# Link: The girl Vaso Shinas is McGrady's and Paul Pierce's girl friend



## Ballscientist (Nov 11, 2002)

*Link: The girl Vaso Shinas is McGrady's and Paul Pierce's girl friend?*

Please edit my subject. Thanks.

http://www.thedirty.com/?p=31005

photos:
http://www.babilive.com/forum/showthread.php/paul-pierce-ganked-groupie-13457.html?t=13457

Quote:
A lot of athletes have gotten caught by Vaso's scams. Paul's just the first to sue for it. *She's stolen from Reggie Bush, Al Harrington, and Tracy McGrady among others.* She tried to get close to Allen Iverson but he's to smart for that. Everyone in LA knows all about her schemes and she has a lot of people working with her. She's too dumb to figure out the credit card stuff on her own so one of her two pimps probably helped her with that. I know at one point she was bragging about stealing Paul's jewelry. The **** must have been fake because she had nothing to show for it. But she was talking about how she gave the money she got from athletes to her pimps. For a while she had pictures all over her Myspace of herself sitting courtside with one of her pimps.


----------



## Ruff Draft (Nov 21, 2004)

Imagine that.


----------



## OneBadLT123 (Oct 4, 2005)

I see you provided a link this time


----------



## southeasy (Jun 11, 2003)

*Re: Link: The girl Vaso Shinas is McGrady's and Paul Pierce's girl friend?*

hit it, then tell the hoe to kick rocks


----------



## DANNY (Aug 9, 2005)

bs providing a link is a bigger story than the story itself. :clap:


----------



## Dee-Zy (Jan 12, 2006)

He's been doing that lately: reference: T-Mac-Pistons Trade rumor.


----------

━━━

◆ Given instruction A ◆
Counting case-sensitively, how many lines of the entries contain the word "shoulder"? Give only the number.

━━━

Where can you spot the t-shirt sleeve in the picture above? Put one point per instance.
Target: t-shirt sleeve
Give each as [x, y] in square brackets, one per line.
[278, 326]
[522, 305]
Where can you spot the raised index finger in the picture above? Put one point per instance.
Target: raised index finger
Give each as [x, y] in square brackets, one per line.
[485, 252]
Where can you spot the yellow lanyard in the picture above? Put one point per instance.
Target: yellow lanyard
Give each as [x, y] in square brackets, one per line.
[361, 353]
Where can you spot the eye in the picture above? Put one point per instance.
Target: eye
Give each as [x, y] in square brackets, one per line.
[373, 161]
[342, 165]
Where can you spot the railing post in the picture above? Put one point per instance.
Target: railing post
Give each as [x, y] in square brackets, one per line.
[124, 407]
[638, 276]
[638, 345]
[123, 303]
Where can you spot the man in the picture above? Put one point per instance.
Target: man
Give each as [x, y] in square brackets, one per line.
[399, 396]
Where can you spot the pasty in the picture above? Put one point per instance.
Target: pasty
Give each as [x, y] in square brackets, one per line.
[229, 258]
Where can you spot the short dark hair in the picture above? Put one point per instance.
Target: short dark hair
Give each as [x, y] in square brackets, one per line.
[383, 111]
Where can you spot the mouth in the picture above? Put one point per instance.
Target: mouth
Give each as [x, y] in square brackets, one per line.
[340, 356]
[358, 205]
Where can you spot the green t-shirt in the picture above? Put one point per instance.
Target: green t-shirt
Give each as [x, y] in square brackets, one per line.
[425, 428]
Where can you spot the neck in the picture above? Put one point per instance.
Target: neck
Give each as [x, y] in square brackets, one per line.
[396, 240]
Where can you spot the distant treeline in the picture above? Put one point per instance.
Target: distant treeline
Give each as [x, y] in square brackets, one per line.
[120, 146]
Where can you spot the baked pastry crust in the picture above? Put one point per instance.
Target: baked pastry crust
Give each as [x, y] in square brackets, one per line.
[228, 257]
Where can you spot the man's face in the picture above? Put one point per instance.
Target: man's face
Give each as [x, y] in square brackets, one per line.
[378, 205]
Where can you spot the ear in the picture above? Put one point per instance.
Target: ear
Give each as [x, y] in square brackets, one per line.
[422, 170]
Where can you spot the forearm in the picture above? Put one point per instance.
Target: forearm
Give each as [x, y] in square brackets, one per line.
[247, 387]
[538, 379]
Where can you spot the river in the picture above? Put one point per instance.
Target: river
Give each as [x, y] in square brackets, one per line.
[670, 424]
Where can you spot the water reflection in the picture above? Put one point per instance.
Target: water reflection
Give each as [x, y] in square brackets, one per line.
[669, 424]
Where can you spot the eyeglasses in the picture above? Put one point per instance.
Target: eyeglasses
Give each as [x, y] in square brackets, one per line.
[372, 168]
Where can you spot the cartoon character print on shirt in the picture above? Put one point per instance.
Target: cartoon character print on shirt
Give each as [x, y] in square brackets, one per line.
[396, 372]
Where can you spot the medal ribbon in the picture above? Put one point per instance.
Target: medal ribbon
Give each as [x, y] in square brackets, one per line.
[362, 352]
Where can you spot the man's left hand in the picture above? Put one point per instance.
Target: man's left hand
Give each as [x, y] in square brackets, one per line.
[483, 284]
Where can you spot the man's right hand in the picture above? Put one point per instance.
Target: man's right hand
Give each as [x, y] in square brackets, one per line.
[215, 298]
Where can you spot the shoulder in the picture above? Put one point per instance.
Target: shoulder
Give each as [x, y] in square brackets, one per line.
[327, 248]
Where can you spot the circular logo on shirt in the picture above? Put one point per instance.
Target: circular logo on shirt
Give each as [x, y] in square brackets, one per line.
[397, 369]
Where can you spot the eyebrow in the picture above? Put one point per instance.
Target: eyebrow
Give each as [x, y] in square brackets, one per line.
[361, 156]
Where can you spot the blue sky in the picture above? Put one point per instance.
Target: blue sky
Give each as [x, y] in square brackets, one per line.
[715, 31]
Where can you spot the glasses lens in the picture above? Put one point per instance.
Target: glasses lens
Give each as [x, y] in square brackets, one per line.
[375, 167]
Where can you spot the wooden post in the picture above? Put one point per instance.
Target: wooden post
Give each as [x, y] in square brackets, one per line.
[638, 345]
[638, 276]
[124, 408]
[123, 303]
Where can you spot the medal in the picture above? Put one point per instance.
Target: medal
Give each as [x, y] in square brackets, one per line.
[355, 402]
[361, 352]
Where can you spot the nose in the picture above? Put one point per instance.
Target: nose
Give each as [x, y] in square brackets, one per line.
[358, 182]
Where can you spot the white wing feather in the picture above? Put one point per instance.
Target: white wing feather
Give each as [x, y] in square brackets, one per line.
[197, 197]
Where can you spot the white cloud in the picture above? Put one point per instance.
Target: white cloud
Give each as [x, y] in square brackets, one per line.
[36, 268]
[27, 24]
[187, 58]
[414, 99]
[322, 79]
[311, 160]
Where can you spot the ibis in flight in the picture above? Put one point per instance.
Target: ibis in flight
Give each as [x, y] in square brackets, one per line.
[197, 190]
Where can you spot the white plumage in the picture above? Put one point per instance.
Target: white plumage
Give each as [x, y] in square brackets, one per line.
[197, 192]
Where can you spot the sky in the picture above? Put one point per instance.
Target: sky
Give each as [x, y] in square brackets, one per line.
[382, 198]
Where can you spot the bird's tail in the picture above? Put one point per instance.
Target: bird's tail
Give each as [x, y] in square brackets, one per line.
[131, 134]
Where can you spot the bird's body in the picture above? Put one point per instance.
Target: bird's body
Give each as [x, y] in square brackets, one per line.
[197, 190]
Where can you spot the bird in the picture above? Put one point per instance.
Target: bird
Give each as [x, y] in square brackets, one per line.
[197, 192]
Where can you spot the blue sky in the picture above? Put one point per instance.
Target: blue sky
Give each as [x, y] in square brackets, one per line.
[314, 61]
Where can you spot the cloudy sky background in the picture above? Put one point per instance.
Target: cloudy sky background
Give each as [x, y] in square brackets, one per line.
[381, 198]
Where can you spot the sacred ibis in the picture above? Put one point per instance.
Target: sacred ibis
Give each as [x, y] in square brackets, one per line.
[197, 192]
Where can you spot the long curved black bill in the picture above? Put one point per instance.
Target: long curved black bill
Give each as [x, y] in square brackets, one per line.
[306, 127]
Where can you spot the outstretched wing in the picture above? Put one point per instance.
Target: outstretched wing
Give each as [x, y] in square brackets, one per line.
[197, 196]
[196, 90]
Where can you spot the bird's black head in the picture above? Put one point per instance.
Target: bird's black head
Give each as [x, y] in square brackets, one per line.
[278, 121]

━━━

◆ Given instruction B ◆
Can you write out everything in the thread from "## southeasy (Jun" down to "(Aug 9, 2005)", swapping "rocks" for "stones"?

◆ Solution A ◆
2

◆ Solution B ◆
## southeasy (Jun 11, 2003)

*Re: Link: The girl Vaso Shinas is McGrady's and Paul Pierce's girl friend?*

hit it, then tell the hoe to kick stones


----------



## DANNY (Aug 9, 2005)